How to complete this task => Reproduce, word for word, the part of the ocean-floor stardust article below between "Researchers combing the" and "journal Nature Communications.", inclusive.

Text block =>
[Start of section]

New Worlds: Ocean-floor stardust shows gold and uranium rare in stars

Researchers analyzed core samples collected from the Pacific Ocean floor.

Starry Sky (illustrative). (photo credit: REUTERS)
Starry Sky (illustrative).
(photo credit: REUTERS)
Researchers combing the ocean depths have made a surprising discovery about the frequency with which stars beyond our solar system produce certain rare heavy elements such as gold and uranium. Stellar explosions such as supernovae or star collisions emit extremely bright light and vast amounts of energy and heavy matter. Half of the heavy elements in nature, including gold and uranium, are created during such events, yet their frequency and their very sites in the galaxy remain a mystery.
By analyzing samples from the deep-sea floor that accumulated over millions of years, an international team of researchers that included an Israeli concluded that the frequency of such events is much lower than expected. The findings were published recently in the prestigious journal Nature Communications.
The researchers analyzed core samples collected from the Pacific Ocean floor at about 4,500 meters down. They measured Pu-244, a rare isotope of plutonium that accumulated in the deep sea from the deposition of interstellar particles.
According to study co-author Prof. Michael Paul at the Hebrew University of Jerusalem’s Racah Institute of Physics, “Our analysis of galactic debris that fell to Earth and settled in our oceans shows about 100 times less plutonium than we originally expected.”
According to Paul, “The stellar dust that collects in our oceans provides new information about the far reaches of space as well as our own planet.
Our research challenges current theories about supernovae and compounds the mystery surrounding how our solar system received its share of heavy elements. However it could be consistent with a particular astrophysical scenario, namely collisions or mergers of two neutron stars in the Milky Way galaxy.”
POSTDOC FELLOWSHIPS AT CAMBRIDGE
A benefactor of the University of Cambridge, Leonard Blavatnik, has made a multimillion-pound pledge to provide funding for Israeli scientists of outstanding ability to study on campus. As a leading university, Cambridge said it seeks to bring together the most brilliant minds to freely interact, learn and discover. “Its goal is to encourage and support the best people from around the world to work and study there,” the university said. “The new Blavatnik Family Foundation fellowships offer an important addition in support of this aim.”
The fellowship program, which will run for an initial period of five years, will be administered by the British Council in Israel, “which actively promotes academic and scientific exchange between Israel and the UK and is warmly supportive of the initiative.”

[End of section]

Recorded data =>
[Start of section]

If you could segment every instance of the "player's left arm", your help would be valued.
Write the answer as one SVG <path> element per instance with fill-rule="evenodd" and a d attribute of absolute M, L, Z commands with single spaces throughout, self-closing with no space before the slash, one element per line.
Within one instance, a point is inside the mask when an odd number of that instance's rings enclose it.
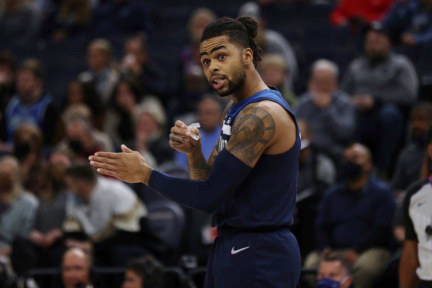
<path fill-rule="evenodd" d="M 289 121 L 290 126 L 286 126 Z M 259 102 L 247 107 L 237 116 L 227 146 L 205 180 L 181 178 L 155 170 L 138 152 L 124 146 L 122 153 L 98 152 L 91 156 L 90 164 L 98 168 L 99 173 L 127 182 L 142 182 L 178 203 L 211 213 L 245 180 L 263 152 L 282 153 L 292 146 L 295 137 L 290 131 L 295 127 L 278 104 Z"/>
<path fill-rule="evenodd" d="M 226 148 L 251 167 L 255 166 L 266 149 L 275 142 L 276 124 L 271 110 L 268 105 L 253 103 L 238 114 L 233 124 Z"/>

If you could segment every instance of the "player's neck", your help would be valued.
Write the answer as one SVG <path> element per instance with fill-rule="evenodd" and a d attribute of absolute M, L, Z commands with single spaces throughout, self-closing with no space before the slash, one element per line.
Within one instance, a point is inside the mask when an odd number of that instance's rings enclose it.
<path fill-rule="evenodd" d="M 248 72 L 243 87 L 236 92 L 231 94 L 231 98 L 235 103 L 244 100 L 261 90 L 269 89 L 254 67 Z"/>

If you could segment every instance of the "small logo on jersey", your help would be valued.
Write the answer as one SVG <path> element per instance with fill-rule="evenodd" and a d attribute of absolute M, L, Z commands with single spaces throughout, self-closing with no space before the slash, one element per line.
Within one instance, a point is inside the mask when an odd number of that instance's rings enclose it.
<path fill-rule="evenodd" d="M 421 206 L 423 204 L 426 203 L 426 202 L 427 202 L 427 201 L 423 201 L 422 202 L 420 202 L 419 203 L 418 203 L 417 204 L 417 207 L 420 207 L 420 206 Z"/>
<path fill-rule="evenodd" d="M 243 250 L 246 250 L 248 248 L 249 248 L 249 246 L 248 246 L 247 247 L 244 247 L 243 248 L 241 248 L 240 249 L 238 249 L 238 250 L 234 250 L 234 247 L 233 247 L 231 249 L 231 254 L 236 254 L 236 253 L 238 253 L 238 252 L 240 252 L 241 251 L 243 251 Z"/>

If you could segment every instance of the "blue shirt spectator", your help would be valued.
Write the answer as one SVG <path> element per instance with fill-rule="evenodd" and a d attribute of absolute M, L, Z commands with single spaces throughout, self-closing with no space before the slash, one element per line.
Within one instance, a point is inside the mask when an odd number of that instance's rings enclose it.
<path fill-rule="evenodd" d="M 197 116 L 201 125 L 201 147 L 203 155 L 207 159 L 220 135 L 222 106 L 217 100 L 207 96 L 198 102 L 197 108 Z M 184 153 L 176 151 L 174 157 L 176 163 L 187 168 L 187 161 Z"/>
<path fill-rule="evenodd" d="M 58 112 L 53 96 L 42 90 L 44 76 L 41 63 L 35 59 L 25 60 L 16 78 L 16 94 L 10 99 L 0 120 L 0 138 L 12 142 L 16 129 L 25 123 L 39 127 L 44 143 L 52 144 Z"/>
<path fill-rule="evenodd" d="M 356 143 L 345 150 L 343 183 L 325 192 L 316 221 L 317 248 L 305 261 L 316 268 L 330 253 L 353 267 L 355 287 L 373 287 L 388 265 L 395 203 L 390 187 L 371 174 L 370 151 Z"/>
<path fill-rule="evenodd" d="M 387 247 L 394 209 L 390 187 L 373 176 L 356 190 L 344 183 L 331 187 L 317 219 L 318 248 L 354 248 L 362 252 Z"/>
<path fill-rule="evenodd" d="M 432 1 L 400 1 L 383 22 L 392 36 L 407 44 L 432 41 Z"/>

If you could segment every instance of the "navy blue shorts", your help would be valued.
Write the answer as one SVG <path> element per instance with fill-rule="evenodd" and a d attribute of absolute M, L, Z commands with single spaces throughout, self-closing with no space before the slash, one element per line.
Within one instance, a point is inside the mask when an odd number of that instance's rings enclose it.
<path fill-rule="evenodd" d="M 204 287 L 296 288 L 301 269 L 299 245 L 289 229 L 218 228 Z"/>

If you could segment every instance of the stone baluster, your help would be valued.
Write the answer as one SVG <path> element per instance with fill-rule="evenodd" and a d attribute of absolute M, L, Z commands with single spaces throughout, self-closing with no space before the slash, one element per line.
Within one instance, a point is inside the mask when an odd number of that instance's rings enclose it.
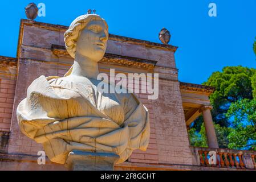
<path fill-rule="evenodd" d="M 224 152 L 225 164 L 227 167 L 229 167 L 229 162 L 227 159 L 227 152 Z"/>
<path fill-rule="evenodd" d="M 233 156 L 234 156 L 234 159 L 235 159 L 235 166 L 237 167 L 237 168 L 240 168 L 240 166 L 239 166 L 239 163 L 237 161 L 237 154 L 233 154 Z"/>
<path fill-rule="evenodd" d="M 232 154 L 229 153 L 227 155 L 229 155 L 229 162 L 230 163 L 231 167 L 234 168 L 235 163 L 234 162 L 234 160 L 233 160 L 233 159 L 232 159 Z"/>
<path fill-rule="evenodd" d="M 223 158 L 222 158 L 223 152 L 218 152 L 218 154 L 220 156 L 220 159 L 221 160 L 221 162 L 220 162 L 221 167 L 224 167 L 224 161 L 223 160 Z"/>
<path fill-rule="evenodd" d="M 243 159 L 242 158 L 242 155 L 243 155 L 242 154 L 238 154 L 237 156 L 238 156 L 239 158 L 239 164 L 241 166 L 241 167 L 243 169 L 245 168 L 245 164 L 243 164 Z"/>
<path fill-rule="evenodd" d="M 206 164 L 206 166 L 211 166 L 210 165 L 210 164 L 209 163 L 209 161 L 208 161 L 208 158 L 207 157 L 208 156 L 208 151 L 204 151 L 204 154 L 205 154 L 205 164 Z"/>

[End of section]

Answer to this task =>
Researchers combing the ocean depths have made a surprising discovery about the frequency with which stars beyond our solar system produce certain rare heavy elements such as gold and uranium. Stellar explosions such as supernovae or star collisions emit extremely bright light and vast amounts of energy and heavy matter. Half of the heavy elements in nature, including gold and uranium, are created during such events, yet their frequency and their very sites in the galaxy remain a mystery.
By analyzing samples from the deep-sea floor that accumulated over millions of years, an international team of researchers that included an Israeli concluded that the frequency of such events is much lower than expected. The findings were published recently in the prestigious journal Nature Communications.